Point labeling dataset excerpts:
──────────
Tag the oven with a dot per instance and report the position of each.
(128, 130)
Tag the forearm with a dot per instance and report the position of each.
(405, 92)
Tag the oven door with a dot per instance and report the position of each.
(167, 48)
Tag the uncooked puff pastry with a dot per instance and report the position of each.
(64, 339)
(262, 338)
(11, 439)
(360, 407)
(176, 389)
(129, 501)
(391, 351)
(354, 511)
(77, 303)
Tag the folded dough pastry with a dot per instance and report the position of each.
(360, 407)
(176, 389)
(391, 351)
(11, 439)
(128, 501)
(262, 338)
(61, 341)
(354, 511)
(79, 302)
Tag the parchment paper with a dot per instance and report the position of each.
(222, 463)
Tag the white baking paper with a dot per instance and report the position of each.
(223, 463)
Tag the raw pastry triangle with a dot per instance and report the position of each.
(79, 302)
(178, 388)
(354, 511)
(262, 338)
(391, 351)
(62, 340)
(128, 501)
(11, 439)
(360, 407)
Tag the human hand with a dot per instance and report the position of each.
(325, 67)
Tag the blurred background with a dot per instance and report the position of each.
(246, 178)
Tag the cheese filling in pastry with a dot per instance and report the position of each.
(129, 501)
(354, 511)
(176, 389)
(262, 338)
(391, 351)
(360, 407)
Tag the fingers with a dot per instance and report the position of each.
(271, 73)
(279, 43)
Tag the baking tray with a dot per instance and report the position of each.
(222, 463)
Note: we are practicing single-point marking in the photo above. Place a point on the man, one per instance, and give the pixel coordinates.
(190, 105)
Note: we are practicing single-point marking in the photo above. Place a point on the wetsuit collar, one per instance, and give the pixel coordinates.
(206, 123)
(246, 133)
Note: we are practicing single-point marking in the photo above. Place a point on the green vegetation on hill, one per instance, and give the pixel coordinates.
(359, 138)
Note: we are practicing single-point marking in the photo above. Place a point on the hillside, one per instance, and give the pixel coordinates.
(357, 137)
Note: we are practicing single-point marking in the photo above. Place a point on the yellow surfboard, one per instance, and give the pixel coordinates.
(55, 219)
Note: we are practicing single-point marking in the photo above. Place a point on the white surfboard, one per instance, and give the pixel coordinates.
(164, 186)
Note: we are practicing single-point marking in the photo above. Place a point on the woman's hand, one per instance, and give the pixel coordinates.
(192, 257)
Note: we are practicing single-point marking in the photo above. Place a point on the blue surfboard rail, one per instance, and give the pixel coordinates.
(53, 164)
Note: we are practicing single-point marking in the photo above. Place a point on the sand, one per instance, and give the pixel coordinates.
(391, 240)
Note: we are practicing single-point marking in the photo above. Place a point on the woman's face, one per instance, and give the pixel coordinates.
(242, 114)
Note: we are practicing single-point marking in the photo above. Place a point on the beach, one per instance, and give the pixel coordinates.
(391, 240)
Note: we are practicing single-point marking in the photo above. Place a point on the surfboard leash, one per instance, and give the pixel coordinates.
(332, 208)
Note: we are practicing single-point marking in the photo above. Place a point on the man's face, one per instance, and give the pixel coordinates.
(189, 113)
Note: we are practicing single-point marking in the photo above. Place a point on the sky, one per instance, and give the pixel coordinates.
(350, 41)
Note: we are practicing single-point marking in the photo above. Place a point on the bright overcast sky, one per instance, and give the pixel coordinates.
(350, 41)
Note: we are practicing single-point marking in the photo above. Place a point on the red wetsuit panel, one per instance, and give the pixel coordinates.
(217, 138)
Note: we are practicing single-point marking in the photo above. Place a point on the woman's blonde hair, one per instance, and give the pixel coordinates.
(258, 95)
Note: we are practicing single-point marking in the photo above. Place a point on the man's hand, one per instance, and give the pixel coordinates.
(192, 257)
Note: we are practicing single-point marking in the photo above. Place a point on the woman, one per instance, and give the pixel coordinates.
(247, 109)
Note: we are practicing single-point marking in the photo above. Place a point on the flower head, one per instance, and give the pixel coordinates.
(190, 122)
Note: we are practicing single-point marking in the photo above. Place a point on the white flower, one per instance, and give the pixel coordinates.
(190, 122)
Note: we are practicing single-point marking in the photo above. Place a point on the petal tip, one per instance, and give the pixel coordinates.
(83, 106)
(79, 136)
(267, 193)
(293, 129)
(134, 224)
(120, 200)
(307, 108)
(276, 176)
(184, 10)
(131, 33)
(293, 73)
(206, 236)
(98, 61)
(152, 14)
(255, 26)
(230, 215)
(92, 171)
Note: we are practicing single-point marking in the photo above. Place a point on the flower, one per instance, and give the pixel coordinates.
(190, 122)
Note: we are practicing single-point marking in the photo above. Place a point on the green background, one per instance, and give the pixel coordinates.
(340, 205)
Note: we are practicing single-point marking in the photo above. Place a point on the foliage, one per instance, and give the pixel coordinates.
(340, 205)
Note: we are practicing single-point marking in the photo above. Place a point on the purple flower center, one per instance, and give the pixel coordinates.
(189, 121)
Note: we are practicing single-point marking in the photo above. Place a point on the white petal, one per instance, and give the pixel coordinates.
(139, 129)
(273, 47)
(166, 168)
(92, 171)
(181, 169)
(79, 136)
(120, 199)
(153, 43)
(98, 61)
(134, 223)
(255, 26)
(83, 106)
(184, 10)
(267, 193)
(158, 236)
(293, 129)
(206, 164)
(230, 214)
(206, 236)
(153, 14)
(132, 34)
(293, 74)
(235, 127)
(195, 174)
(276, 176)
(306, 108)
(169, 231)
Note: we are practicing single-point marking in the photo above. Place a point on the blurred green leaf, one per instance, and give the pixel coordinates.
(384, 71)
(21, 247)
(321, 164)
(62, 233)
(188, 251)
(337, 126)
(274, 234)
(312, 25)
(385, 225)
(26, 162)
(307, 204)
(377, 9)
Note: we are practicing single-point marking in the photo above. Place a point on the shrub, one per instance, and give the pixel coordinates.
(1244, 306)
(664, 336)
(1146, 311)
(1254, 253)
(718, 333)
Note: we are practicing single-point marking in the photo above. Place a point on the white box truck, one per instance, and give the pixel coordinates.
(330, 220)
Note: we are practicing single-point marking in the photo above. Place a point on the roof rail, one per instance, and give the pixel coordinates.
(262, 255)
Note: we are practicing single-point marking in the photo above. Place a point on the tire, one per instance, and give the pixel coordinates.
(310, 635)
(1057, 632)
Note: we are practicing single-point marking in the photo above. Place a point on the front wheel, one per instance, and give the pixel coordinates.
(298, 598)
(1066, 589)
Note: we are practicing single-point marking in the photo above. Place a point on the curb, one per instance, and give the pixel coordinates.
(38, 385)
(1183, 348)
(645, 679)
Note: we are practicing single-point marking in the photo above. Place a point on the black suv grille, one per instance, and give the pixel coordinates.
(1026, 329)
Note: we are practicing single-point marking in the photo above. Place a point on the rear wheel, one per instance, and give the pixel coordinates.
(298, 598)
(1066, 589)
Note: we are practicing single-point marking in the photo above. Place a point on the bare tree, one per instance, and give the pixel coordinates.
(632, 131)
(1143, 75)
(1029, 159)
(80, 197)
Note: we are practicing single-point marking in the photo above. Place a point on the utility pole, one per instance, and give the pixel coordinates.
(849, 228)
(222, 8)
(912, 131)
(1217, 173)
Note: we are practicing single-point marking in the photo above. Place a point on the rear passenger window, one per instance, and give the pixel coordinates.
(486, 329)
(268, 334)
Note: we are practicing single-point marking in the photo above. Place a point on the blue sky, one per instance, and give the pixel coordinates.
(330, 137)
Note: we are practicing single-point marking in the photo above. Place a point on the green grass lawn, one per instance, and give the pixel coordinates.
──────────
Exercise details: From the line containing "on the utility" through the closing line of the material above, return every line exactly and omit all others.

Task solution:
Note: we are practicing single-point marking in the photo above. Place a point on the utility pole, one per instance, and give the pixel coordinates.
(849, 228)
(222, 8)
(912, 131)
(1217, 173)
Note: we are practicing single-point marking in the photo above. Place a point on the rear passenger window, one per instance, and give the pixel coordinates.
(486, 329)
(268, 334)
Note: we are practicing single-point marking in the photo above. Place a point on the blue sky, one per instance, and give the pixel coordinates.
(330, 137)
Note: we are practicing single-point marking in the photo above. Place a point on the green grass lawn, one per instance, and give the pixel coordinates.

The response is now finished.